# Text
════
Sunday 13 March 2022

Jokowi and the New Indonesia: How the world sees an Indonesian President Guest post from Tim Hannigan


UK-based Tim Hannigan writes mainly about Asia, especially Indonesia. He is the author of three history books: Murder in the Hindu Kush; Raffles and the British Invasion of Java; and A Brief History of Indonesia. He also edited and expanded A Brief History of Bali and wrote A Geek in Indonesia. He has written travel features for newspapers and magazines in Asia, the Middle East, North America and the UK, and has contributed to various radio and television documentaries on Asian history. He has also worked on guidebooks to destinations including Bali, Nepal, Myanmar, and India, and written and edited Indonesian phrasebooks. He works on travel writing as an academic. His research has been published in various journals and edited collections, including Studies in Travel Writing, Journeys and The Journal of Commonwealth Literature. 

Now, with Darmawan Prasodjo, a political insider with unparalleled access to the president and an intimate first-hand knowledge of his decision-making processes, Tim has co-written Jokowi and the New Indonesia: A Political Biography.

In 2014, Joko Widodo, popularly known as Jokowi, was elected the seventh president of the Republic of Indonesia, going on to win a second five-year term in 2019. Raised amid poverty in a riverside slum and with a background in the furniture export trade, Jokowi broke the mould for political leaders in the world's third-largest democracy. His meteoric rise came without the benefit of personal connections to the traditional elites who have dominated Indonesian politics for three-quarters of a century, making this a true rags to riches story.

This new official biography tells the story of how the boy from the riverbank made it to the presidential palace in record time. It explains how Jokowi's background and heritage have created a distinctive style of politics and informed his ambitious development goals, including massive infrastructure projects, universal healthcare and a reimagining of Indonesia's educational system. It also looks at how a man raised with a traditionally Javanese worldview negotiates the tensions, contradictions and conflicts of this vast archipelagic nation.

Here, Tim discusses Jokowi’s international image...

Indonesia is the world’s fourth largest country by population, its third largest democracy, Southeast Asia’s largest economy. And yet beyond its own shores - particularly in Europe and North America and especially amongst English-speaking nations, but even amongst some of its near neighbours - it has a curious opacity. There are plenty of people who would struggle to place Indonesia on the map, let alone to name any of its senior politicians. 

There are historical reasons for this, reasons of geography, and reasons of language. Unlike India, Pakistan, Malaysia and Singapore, until very recently Indonesia has not had a large Anglophone middle class and has not used English as its primary language of business, academia and politics. Indonesia as seen by the outside world tends to be Indonesia translated, Indonesia mediated. For this reason, the Indonesian president, as one of the few Indonesians with a degree of international name recognition, often ends up serving as symbolic manifestation of the country for Australians, Americans, Europeans, even Singaporeans.
════
# What is asked
1. According to the guest post about Jokowi, in what year did Joko Widodo win his second five-year term as president?
2. Pick up the guest post about Jokowi's international image after its last sentence and carry it forward in the same voice.

# Entries supplied
════
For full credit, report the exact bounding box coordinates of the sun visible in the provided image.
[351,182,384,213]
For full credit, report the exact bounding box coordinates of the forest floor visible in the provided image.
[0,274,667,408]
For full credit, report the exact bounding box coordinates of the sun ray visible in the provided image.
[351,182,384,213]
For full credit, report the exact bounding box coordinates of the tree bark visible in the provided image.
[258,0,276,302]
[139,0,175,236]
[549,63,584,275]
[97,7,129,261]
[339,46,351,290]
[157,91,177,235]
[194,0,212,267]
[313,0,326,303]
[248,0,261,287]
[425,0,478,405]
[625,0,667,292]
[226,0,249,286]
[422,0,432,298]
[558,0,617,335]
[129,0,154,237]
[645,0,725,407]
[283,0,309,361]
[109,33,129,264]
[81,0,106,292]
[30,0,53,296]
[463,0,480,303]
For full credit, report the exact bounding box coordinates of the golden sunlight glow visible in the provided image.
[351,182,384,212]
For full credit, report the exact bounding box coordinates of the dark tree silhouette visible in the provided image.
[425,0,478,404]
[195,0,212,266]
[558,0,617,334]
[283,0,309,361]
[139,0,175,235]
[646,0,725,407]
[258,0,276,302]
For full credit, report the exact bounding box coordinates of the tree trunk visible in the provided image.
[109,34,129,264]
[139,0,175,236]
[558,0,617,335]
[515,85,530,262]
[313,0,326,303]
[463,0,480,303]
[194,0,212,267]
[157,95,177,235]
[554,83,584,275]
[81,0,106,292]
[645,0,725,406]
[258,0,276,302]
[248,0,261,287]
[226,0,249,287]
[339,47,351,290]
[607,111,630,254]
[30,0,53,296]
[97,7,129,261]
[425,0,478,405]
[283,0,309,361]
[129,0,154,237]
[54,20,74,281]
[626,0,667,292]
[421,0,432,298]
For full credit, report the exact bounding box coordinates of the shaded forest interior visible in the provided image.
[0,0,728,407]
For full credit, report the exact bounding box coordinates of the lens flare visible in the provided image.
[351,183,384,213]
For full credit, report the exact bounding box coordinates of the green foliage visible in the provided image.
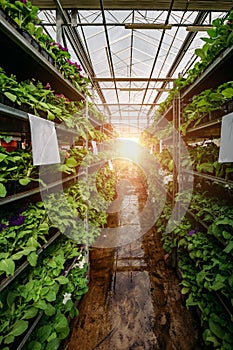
════
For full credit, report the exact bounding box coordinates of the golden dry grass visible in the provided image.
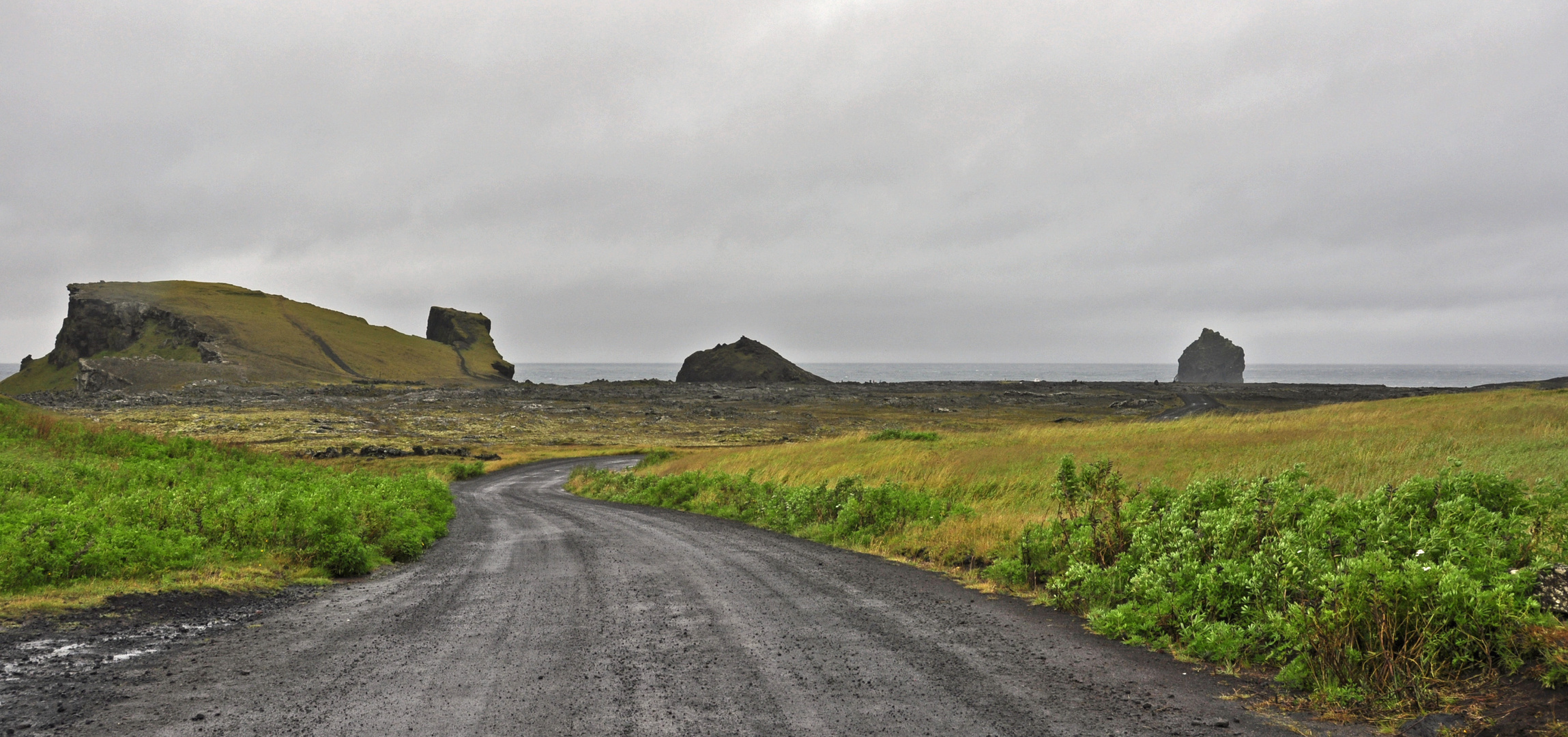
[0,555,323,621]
════
# Answers to the problems
1. 2019

2.
Clearly, some past Indonesian presidents have self-consciously leant into this role. Sukarno, the first leader of the country after it gained independence from the Netherlands, was as great an orator in Dutch and English as he was in Indonesian, and a commandingly charismatic presence in any international context. More recently, and in very different style, Susilo Bambang Yudhoyono (often known as SBY) had the slick English, the cerebral qualities and the ready affinity for the international conference circuit that allowed him successfully to project Indonesia’s image abroad, regardless of what might have been going on politically at home.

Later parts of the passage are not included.